TASK PROMPT: Copy out everything in the items below, from the line containing "object_query = man's hand" down to the very last line, with both ends included.

— START DATA EXTRACT —

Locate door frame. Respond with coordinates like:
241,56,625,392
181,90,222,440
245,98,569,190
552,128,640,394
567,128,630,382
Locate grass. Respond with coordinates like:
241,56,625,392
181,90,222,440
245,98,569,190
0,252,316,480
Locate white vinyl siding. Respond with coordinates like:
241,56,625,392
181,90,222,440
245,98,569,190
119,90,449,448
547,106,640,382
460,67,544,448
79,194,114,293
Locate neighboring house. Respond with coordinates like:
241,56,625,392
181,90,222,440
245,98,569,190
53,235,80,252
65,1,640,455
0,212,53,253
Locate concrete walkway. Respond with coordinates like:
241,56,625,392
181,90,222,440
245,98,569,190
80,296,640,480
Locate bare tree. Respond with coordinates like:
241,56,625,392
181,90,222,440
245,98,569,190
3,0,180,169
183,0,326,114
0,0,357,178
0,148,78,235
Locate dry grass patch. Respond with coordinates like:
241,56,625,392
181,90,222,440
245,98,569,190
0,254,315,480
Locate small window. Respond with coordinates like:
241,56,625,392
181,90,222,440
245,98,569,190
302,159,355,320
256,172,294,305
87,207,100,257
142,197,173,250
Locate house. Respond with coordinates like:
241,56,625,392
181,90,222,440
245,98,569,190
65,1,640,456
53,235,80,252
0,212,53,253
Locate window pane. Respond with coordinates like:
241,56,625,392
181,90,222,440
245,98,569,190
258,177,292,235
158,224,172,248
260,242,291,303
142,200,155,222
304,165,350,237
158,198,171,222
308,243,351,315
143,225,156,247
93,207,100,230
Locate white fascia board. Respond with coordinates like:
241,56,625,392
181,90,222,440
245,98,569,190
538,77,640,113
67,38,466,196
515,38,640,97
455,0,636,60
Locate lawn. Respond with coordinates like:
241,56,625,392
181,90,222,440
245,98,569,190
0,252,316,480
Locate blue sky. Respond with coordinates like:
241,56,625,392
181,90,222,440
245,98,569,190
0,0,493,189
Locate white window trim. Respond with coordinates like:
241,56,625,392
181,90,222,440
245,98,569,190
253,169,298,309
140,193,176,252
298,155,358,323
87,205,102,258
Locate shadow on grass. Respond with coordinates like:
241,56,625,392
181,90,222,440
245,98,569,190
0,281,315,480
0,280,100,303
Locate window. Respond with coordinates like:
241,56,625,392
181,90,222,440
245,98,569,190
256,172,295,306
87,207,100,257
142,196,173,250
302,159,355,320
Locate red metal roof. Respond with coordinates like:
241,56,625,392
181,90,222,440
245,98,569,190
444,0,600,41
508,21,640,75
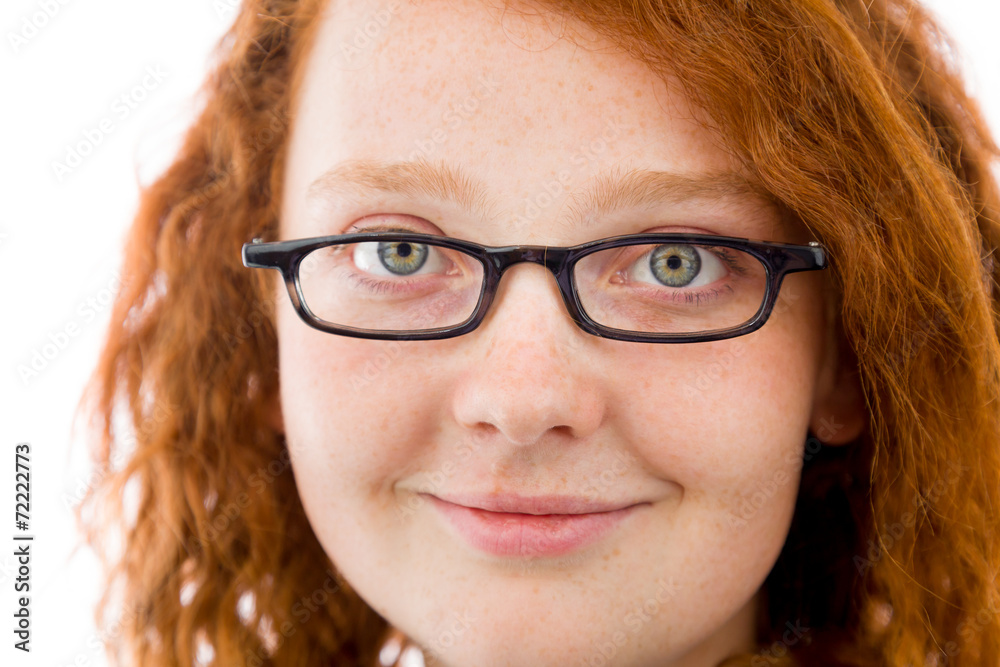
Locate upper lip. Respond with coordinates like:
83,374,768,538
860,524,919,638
434,493,639,514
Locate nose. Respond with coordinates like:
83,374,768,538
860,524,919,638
453,264,607,446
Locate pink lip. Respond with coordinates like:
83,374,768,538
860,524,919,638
427,495,645,558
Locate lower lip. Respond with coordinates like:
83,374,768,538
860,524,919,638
428,496,638,558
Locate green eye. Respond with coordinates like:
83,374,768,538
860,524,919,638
649,245,701,287
378,241,428,276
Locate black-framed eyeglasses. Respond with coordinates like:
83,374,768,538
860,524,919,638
243,231,827,343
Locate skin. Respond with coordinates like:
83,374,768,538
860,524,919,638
276,1,864,666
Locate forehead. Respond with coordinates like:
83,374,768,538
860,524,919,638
283,0,796,244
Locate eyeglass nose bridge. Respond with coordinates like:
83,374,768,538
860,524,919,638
469,245,584,335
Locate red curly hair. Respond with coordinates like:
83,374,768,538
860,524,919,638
78,0,1000,667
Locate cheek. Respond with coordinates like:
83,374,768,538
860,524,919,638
619,311,821,528
278,302,440,511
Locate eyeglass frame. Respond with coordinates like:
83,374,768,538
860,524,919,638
242,231,828,343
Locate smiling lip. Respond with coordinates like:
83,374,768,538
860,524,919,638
425,494,645,558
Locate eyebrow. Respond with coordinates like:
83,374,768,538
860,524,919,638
306,159,775,226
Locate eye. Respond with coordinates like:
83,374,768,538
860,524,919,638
353,241,446,276
629,244,726,287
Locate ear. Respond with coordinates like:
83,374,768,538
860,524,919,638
264,388,285,434
809,318,868,445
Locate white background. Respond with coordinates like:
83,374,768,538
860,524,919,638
0,0,1000,667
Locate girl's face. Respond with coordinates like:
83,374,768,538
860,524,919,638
277,0,861,665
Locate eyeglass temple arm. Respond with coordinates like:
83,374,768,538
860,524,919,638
770,241,827,274
243,238,289,271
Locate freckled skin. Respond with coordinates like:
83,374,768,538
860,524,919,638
277,0,857,666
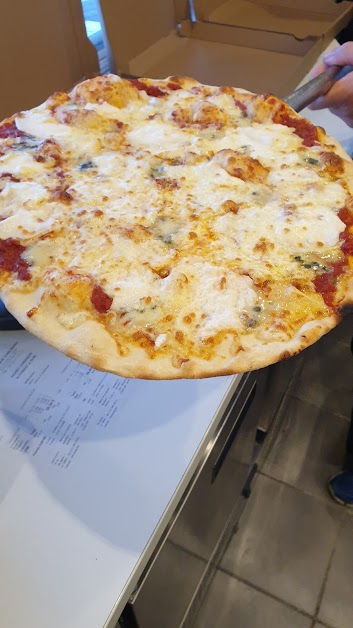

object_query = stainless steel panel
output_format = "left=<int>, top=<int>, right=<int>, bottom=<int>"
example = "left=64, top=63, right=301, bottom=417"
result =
left=170, top=376, right=258, bottom=560
left=128, top=541, right=206, bottom=628
left=132, top=373, right=259, bottom=628
left=259, top=353, right=303, bottom=432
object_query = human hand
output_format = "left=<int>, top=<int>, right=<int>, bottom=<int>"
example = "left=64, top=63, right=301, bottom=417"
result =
left=309, top=41, right=353, bottom=127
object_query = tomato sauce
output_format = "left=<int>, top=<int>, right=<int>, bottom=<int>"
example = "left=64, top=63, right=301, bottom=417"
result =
left=0, top=238, right=31, bottom=281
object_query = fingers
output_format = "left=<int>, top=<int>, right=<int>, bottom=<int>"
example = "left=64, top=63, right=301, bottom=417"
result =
left=323, top=41, right=353, bottom=65
left=309, top=73, right=353, bottom=111
left=308, top=63, right=327, bottom=81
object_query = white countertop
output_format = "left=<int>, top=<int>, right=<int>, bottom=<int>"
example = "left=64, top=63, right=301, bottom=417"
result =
left=0, top=44, right=353, bottom=628
left=0, top=331, right=241, bottom=628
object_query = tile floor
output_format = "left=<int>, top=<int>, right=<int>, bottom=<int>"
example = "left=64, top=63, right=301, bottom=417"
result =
left=195, top=316, right=353, bottom=628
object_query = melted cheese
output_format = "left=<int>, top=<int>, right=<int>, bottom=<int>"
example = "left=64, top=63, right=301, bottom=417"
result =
left=0, top=74, right=347, bottom=370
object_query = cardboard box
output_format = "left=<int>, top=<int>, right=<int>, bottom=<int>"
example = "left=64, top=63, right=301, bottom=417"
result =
left=0, top=0, right=99, bottom=120
left=101, top=0, right=353, bottom=97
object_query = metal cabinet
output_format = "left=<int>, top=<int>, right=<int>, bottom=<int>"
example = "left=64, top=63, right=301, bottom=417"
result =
left=121, top=373, right=262, bottom=628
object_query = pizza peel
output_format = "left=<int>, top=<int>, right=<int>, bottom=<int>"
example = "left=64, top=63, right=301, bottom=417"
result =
left=283, top=65, right=353, bottom=113
left=0, top=65, right=353, bottom=331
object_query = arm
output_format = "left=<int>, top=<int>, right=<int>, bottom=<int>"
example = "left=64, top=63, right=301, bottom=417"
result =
left=309, top=41, right=353, bottom=127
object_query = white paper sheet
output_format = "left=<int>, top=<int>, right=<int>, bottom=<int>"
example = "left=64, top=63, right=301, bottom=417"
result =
left=0, top=331, right=236, bottom=628
left=0, top=332, right=134, bottom=468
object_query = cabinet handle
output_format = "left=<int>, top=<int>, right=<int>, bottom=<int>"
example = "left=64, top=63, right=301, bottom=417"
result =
left=211, top=382, right=256, bottom=484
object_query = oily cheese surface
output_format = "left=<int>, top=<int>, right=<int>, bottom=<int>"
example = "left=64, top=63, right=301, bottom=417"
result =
left=0, top=75, right=353, bottom=379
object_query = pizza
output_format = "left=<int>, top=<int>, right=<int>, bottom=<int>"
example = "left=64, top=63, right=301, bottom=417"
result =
left=0, top=75, right=353, bottom=379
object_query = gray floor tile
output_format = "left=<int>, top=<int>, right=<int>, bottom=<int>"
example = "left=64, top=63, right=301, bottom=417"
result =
left=262, top=396, right=349, bottom=508
left=222, top=476, right=339, bottom=614
left=319, top=517, right=353, bottom=628
left=291, top=334, right=353, bottom=418
left=194, top=571, right=311, bottom=628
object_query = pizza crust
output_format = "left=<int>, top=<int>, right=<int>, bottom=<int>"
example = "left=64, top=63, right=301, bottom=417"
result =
left=0, top=76, right=353, bottom=379
left=4, top=288, right=338, bottom=379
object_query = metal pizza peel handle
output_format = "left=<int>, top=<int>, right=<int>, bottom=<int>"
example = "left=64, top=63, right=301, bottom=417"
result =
left=283, top=65, right=353, bottom=112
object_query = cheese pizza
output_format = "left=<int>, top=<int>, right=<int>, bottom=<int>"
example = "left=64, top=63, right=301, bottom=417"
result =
left=0, top=75, right=353, bottom=379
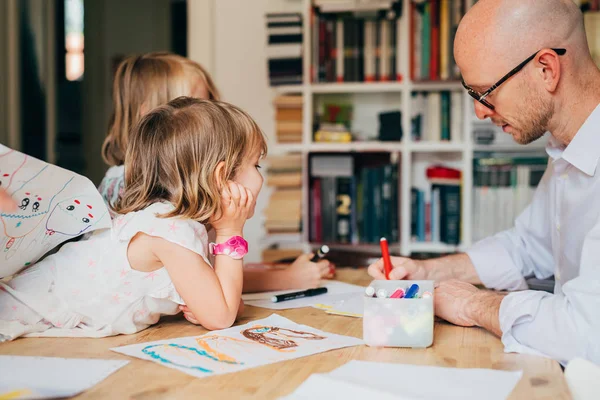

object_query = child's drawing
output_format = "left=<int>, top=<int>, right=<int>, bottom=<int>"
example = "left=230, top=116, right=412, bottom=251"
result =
left=112, top=314, right=363, bottom=377
left=242, top=326, right=325, bottom=350
left=0, top=145, right=110, bottom=277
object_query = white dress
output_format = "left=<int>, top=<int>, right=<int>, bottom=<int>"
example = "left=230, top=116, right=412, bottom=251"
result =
left=0, top=203, right=210, bottom=341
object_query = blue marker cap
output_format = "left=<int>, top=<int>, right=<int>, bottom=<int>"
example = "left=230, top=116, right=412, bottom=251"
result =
left=404, top=283, right=419, bottom=299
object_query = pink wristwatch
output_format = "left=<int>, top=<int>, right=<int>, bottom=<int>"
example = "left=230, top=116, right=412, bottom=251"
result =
left=208, top=236, right=248, bottom=260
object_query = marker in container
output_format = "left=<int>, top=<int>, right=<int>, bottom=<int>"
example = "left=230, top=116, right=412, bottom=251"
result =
left=271, top=288, right=327, bottom=303
left=404, top=283, right=419, bottom=299
left=310, top=244, right=329, bottom=262
left=379, top=238, right=392, bottom=280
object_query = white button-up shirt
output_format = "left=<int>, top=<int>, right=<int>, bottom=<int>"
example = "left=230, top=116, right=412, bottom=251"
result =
left=467, top=105, right=600, bottom=364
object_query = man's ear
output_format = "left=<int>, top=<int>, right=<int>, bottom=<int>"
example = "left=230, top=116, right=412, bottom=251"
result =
left=536, top=49, right=561, bottom=93
left=214, top=161, right=225, bottom=191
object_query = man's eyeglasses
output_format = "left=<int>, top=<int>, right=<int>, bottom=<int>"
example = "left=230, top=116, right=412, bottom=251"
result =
left=462, top=49, right=567, bottom=110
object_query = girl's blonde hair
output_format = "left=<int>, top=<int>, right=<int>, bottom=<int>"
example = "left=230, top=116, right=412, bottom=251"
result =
left=114, top=97, right=267, bottom=224
left=102, top=52, right=219, bottom=166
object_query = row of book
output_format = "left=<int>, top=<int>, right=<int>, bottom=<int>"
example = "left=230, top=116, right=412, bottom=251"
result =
left=411, top=166, right=461, bottom=245
left=273, top=95, right=303, bottom=143
left=409, top=0, right=476, bottom=81
left=309, top=155, right=399, bottom=244
left=266, top=13, right=302, bottom=86
left=473, top=153, right=548, bottom=241
left=264, top=154, right=302, bottom=235
left=311, top=1, right=402, bottom=82
left=411, top=91, right=464, bottom=142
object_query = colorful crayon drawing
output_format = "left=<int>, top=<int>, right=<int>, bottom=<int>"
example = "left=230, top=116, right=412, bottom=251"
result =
left=242, top=326, right=326, bottom=351
left=0, top=145, right=111, bottom=277
left=112, top=314, right=363, bottom=377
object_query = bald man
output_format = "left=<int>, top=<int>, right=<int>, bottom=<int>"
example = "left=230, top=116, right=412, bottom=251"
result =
left=369, top=0, right=600, bottom=364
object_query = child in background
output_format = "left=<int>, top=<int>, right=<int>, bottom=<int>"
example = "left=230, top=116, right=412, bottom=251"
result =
left=0, top=97, right=267, bottom=340
left=98, top=52, right=219, bottom=208
left=98, top=53, right=335, bottom=293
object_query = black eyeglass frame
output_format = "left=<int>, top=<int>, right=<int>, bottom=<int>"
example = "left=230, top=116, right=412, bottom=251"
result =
left=461, top=48, right=567, bottom=111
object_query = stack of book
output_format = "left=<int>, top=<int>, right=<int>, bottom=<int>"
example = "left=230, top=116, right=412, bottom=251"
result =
left=311, top=0, right=402, bottom=82
left=266, top=13, right=302, bottom=86
left=274, top=95, right=302, bottom=143
left=409, top=0, right=476, bottom=81
left=309, top=155, right=399, bottom=244
left=411, top=166, right=461, bottom=245
left=473, top=153, right=548, bottom=241
left=411, top=91, right=464, bottom=142
left=265, top=154, right=302, bottom=235
left=314, top=103, right=352, bottom=143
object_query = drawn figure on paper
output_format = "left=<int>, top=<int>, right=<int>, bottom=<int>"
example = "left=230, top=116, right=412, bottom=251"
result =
left=142, top=343, right=243, bottom=374
left=0, top=145, right=27, bottom=190
left=46, top=196, right=104, bottom=237
left=242, top=326, right=327, bottom=351
left=0, top=166, right=73, bottom=260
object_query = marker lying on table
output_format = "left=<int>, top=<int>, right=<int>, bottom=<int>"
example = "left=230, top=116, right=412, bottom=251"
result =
left=271, top=288, right=327, bottom=303
left=379, top=238, right=392, bottom=280
left=310, top=244, right=329, bottom=262
left=404, top=283, right=419, bottom=299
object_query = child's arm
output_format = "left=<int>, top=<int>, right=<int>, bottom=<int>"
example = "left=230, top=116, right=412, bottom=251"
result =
left=244, top=254, right=335, bottom=293
left=153, top=182, right=254, bottom=330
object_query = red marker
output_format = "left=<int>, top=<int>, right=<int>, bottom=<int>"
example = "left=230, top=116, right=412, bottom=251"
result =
left=379, top=238, right=392, bottom=280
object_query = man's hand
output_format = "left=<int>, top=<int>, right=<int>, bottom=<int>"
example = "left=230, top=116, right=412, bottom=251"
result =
left=434, top=279, right=504, bottom=336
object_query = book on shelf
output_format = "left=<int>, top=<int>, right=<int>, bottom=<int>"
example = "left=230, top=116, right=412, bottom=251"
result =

— END DATA EXTRACT —

SOLUTION TO THE PROBLEM:
object_query = man's hand
output_format = "left=<int>, top=<int>, right=<int>, bottom=<int>"
example = "left=230, top=116, right=412, bottom=251"
result =
left=434, top=279, right=504, bottom=336
object_query = book on shelf
output_format = "left=<int>, top=<int>, right=<int>, bottom=<int>"
example = "left=230, top=116, right=412, bottom=251"
result =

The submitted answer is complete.